Items listed in a dataset:
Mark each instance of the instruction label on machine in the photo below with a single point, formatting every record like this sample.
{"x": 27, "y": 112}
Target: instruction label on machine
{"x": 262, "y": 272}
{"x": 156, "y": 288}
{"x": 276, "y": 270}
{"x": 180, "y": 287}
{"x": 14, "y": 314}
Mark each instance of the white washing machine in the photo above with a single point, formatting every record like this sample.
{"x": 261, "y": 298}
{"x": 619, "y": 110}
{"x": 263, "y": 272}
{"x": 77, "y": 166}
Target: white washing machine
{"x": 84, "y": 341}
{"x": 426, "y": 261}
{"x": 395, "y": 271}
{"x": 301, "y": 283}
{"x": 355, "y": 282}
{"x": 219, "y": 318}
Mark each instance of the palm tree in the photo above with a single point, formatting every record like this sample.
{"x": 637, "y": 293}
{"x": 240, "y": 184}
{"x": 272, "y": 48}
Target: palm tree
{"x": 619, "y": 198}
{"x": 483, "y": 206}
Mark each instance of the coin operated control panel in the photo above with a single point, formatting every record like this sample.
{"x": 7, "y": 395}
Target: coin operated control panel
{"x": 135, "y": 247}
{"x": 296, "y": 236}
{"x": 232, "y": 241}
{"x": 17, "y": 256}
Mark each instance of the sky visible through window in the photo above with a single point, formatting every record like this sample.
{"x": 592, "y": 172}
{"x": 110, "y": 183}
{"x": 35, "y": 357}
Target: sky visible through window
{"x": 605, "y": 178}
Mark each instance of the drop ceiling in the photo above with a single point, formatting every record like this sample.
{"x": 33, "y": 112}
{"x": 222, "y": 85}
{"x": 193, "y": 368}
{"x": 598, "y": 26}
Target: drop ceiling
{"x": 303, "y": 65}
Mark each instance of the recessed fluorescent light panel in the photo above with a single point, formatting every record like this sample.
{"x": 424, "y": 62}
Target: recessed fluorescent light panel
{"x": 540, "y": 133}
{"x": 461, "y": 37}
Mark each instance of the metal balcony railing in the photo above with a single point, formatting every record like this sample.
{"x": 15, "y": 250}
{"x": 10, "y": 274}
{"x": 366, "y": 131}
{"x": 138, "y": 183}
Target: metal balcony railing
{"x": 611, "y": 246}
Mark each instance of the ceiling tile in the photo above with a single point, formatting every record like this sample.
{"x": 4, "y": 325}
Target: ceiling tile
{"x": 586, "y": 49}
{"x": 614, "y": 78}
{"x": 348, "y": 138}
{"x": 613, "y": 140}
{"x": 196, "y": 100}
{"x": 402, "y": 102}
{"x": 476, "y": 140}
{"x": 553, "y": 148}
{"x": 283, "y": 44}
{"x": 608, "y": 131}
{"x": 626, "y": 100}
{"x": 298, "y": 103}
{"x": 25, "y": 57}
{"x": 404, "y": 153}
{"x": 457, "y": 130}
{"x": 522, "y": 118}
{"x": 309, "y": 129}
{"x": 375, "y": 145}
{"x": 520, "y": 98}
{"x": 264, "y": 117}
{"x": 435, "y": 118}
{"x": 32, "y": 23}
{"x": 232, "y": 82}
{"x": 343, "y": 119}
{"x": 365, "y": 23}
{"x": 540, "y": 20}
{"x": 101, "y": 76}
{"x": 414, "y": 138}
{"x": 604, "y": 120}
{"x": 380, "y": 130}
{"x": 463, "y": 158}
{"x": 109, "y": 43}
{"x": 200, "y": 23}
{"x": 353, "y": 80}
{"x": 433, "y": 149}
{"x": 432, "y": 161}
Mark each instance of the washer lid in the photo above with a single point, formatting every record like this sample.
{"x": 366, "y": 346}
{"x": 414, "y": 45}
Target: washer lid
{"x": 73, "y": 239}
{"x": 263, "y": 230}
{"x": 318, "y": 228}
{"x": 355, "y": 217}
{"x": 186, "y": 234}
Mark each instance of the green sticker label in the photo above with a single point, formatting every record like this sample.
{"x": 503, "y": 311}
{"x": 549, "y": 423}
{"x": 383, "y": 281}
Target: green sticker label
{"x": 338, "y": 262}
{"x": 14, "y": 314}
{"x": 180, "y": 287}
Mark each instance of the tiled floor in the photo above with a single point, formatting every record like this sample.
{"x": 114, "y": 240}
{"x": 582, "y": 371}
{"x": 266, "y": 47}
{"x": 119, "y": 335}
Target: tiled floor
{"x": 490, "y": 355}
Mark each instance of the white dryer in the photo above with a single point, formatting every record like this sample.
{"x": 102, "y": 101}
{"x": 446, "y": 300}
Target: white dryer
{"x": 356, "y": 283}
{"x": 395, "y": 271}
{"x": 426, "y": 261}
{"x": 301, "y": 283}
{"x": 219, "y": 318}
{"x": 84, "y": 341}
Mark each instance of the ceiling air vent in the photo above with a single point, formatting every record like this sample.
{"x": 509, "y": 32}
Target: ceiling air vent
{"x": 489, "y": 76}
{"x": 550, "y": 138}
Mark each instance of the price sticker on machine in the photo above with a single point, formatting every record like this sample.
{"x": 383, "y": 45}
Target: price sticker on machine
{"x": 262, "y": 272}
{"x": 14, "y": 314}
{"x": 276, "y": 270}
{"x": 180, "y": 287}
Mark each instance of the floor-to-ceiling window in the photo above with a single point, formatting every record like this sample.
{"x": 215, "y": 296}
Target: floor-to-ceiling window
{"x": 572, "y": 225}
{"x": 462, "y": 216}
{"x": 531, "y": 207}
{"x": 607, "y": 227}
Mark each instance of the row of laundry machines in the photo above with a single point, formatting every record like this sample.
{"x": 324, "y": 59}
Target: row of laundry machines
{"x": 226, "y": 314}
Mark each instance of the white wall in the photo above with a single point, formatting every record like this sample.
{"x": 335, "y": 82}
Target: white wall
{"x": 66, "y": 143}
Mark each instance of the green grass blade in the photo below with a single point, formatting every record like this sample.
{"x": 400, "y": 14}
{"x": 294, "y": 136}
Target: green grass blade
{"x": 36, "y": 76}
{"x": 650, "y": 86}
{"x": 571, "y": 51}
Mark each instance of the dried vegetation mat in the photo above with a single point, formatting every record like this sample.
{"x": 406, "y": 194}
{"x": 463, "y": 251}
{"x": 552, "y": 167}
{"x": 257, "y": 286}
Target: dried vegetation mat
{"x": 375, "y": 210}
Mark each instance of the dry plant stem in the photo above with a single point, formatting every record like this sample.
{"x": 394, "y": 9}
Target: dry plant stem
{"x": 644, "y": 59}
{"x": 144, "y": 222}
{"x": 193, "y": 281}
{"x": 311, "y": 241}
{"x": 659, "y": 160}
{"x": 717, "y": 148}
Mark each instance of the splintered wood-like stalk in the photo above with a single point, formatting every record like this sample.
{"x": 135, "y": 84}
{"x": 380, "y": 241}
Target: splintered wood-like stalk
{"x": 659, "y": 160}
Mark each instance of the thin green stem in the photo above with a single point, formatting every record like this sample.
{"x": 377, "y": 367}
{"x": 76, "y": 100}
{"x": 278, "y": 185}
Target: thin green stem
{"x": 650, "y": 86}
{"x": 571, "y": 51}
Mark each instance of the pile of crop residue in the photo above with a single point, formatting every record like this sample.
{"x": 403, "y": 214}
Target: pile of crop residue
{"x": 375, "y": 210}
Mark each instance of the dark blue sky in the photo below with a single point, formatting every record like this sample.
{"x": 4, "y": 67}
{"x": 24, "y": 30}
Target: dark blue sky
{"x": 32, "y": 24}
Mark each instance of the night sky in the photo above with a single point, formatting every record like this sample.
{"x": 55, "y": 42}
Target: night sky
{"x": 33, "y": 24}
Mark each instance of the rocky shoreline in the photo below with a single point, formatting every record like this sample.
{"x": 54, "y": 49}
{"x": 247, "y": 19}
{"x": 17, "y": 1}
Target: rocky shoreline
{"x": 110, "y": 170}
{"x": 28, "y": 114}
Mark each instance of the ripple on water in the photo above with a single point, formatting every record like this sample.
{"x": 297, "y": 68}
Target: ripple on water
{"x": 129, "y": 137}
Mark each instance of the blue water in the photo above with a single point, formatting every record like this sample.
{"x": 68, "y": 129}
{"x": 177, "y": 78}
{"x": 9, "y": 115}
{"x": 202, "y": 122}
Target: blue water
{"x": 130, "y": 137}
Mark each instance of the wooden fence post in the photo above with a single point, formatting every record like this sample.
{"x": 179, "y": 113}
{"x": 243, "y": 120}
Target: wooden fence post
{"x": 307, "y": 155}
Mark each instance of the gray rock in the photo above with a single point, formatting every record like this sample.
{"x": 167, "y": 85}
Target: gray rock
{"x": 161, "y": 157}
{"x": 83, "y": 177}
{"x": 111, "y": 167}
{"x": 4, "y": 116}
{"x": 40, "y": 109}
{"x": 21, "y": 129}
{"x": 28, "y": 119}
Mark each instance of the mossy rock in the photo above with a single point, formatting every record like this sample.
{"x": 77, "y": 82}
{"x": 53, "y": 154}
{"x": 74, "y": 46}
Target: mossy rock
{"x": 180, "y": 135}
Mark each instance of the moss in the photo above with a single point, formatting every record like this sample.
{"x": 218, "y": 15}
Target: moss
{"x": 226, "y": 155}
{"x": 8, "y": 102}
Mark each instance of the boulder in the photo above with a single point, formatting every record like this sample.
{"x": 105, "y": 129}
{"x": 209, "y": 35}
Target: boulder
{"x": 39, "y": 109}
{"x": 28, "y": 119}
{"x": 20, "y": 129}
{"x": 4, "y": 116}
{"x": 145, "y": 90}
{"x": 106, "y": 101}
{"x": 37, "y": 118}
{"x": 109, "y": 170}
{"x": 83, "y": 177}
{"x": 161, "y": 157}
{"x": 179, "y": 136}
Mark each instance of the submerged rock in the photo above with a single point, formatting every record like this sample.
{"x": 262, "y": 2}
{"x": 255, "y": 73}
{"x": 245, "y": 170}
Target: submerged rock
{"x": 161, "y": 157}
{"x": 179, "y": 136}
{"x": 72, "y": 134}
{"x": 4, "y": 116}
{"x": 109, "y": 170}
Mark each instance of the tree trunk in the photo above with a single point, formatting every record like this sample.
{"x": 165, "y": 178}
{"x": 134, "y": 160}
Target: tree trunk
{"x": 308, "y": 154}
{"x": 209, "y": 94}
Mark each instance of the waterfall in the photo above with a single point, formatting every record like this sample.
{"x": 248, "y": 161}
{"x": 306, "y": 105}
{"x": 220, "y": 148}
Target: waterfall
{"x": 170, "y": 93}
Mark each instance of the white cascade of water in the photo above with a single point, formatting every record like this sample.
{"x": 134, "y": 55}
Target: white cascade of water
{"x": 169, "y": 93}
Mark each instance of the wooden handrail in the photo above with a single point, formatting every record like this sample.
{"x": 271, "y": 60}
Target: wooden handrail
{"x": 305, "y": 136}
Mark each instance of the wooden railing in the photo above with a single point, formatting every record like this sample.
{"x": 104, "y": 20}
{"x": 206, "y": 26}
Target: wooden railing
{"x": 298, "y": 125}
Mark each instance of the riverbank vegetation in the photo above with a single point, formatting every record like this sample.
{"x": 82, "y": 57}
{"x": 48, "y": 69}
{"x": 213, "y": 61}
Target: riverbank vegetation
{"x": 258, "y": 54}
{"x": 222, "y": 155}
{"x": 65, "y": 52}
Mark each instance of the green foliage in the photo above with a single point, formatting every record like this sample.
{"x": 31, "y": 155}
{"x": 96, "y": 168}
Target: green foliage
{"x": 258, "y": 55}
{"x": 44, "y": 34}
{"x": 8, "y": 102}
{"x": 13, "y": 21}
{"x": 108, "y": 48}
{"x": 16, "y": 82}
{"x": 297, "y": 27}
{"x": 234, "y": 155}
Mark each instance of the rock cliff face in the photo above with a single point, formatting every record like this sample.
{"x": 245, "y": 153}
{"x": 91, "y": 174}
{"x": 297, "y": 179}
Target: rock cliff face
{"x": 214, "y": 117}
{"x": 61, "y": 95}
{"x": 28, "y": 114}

### Task to complete
Return, word for word, each line from the line that contains "Mark each instance of the green foliage" to the end of the listing above; include both end lines and nothing else.

### Result of this task
Mark each instance of the green foliage in the photo above with a single point, formatting every record like this sample.
{"x": 31, "y": 155}
{"x": 96, "y": 168}
Target: green foliage
{"x": 258, "y": 55}
{"x": 44, "y": 34}
{"x": 8, "y": 102}
{"x": 13, "y": 21}
{"x": 108, "y": 48}
{"x": 16, "y": 82}
{"x": 297, "y": 27}
{"x": 234, "y": 155}
Mark each instance of the rock cliff face in the photo above with a single point, formatting every record like this sample.
{"x": 245, "y": 153}
{"x": 91, "y": 174}
{"x": 297, "y": 179}
Target: rock cliff face
{"x": 214, "y": 117}
{"x": 61, "y": 95}
{"x": 28, "y": 114}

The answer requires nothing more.